- _Document excerpt_:

* * * * * * * * *

A one-up one-down adaptive two alternative forced choice procedure was used, modified from the transformed up-down procedure described by Levitt (1970). That is, every time a child answered a "different" item correctly, the difference between the stimuli was narrowed. No change was made if a "same" item was answered correctly.
If a child answered any item incorrectly, the difference between the stimuli was increased with 25 Hz steps for two reversals, followed by 10 Hz steps for two reversals, and then 2.5 Hz steps for six reversals, with a minimum of 2.5 Hz frequency difference.
A probe check was used for all of the auditory processing tasks. After two consecutive misses at any time in the procedure, a probe was inserted in order to check for loss of concentration. The initial contrasts were used as the probes. Failure to respond correctly to two consecutive probe stimuli terminated the task; if one probe was answered correctly the test resumed as normal.
2.2.1.2 CT-ISI
A second tone task was included (CT-ISI).1 As in the CT-Pitch task, the tones had an amplitude of 70 dB and had a 20 ms rise and fall with 15 harmonics and 6 dB roll-off per octave. The "same" tone pair was 100 Hz-100 Hz and the "different" pair was 100 Hz -150 Hz. That is, the frequency difference was always 50 Hz in the different pair. The order of the low and high tones of the "different" tone pair varied randomly between trials: sometimes the high tone came first and sometimes second. The ISI started at 500 ms and changed by 200 ms steps for two reversals and then in steps of 20 ms for six reversals, with a minimum of 20 ms.
2.2.2 Syllable Tasks
2.2.2.1 Syll-FOF
In the first of the two syllable tasks (Syll-FOF), a /ba/ syllable was randomly paired with an identical syllable ("same") or a syllable with a higher second formant onset ("different"), nominally /da/. A difference between /ba/ and /da/ is found in the transition of the second formant: for /ba/ it starts low and rises to the steady state; for /da/ it starts higher and falls. In this task, the consonant-vowel transition for the second syllable in a different pair was progressively altered by modifying the second formant frequency so that the difference between the two syllables was harder to detect. (The task is summarized in Tables 1 and 2.)

* * * * * * * * *

- _Record extracts_:
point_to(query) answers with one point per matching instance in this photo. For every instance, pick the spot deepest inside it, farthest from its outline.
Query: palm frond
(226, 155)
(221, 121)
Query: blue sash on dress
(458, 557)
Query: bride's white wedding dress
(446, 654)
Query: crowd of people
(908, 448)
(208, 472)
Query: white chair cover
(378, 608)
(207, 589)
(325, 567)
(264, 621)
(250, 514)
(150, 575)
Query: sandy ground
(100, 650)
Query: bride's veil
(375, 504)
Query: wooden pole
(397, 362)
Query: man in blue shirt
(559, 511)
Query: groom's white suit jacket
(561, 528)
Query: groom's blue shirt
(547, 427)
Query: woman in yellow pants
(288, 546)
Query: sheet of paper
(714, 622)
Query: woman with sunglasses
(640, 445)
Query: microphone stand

* * * * * * * * *

- _Work to complete_:
**1.** In the excerpt describing the auditory tasks, what was the minimum interstimulus interval allowed in the CT-ISI task?
**2.** Extend the description of the auditory and syllable tasks with one further paragraph that follows on from its last sentence.

- _Task responses_:
**1.** 20 ms.

**2.**
Frequencies were 1075 Hz for the second formant onset for /ba/ and 1540 Hz for the second formant onset for /da/, with the /da/ syllable adaptively altered over the task duration. The difference was changed by 60 Hz steps for two reversals, followed by 30 Hz steps for two reversals, and then 15 Hz steps for the final six reversals. The minimum distance between the two syllables was 15 Hz. The Klatt synthesizer (Klatt, 1980) was used to generate the stimuli using the cascade branch. The implementation of the Klatt synthesizer that was used was "A Klatt-style Speech Synthesizer Implemented in C," version 3.0.4 (Iles & Ing-Simmons, 1994). The stimuli parameters are provided in Table 1 and representative stimuli are illustrated in Figure 2A. The formant frequencies were taken from Tallal, Stark, Kallman, and Mellitis (1981); they were clearly perceived by the experimenters to be in the /ba/-/da/ continuum.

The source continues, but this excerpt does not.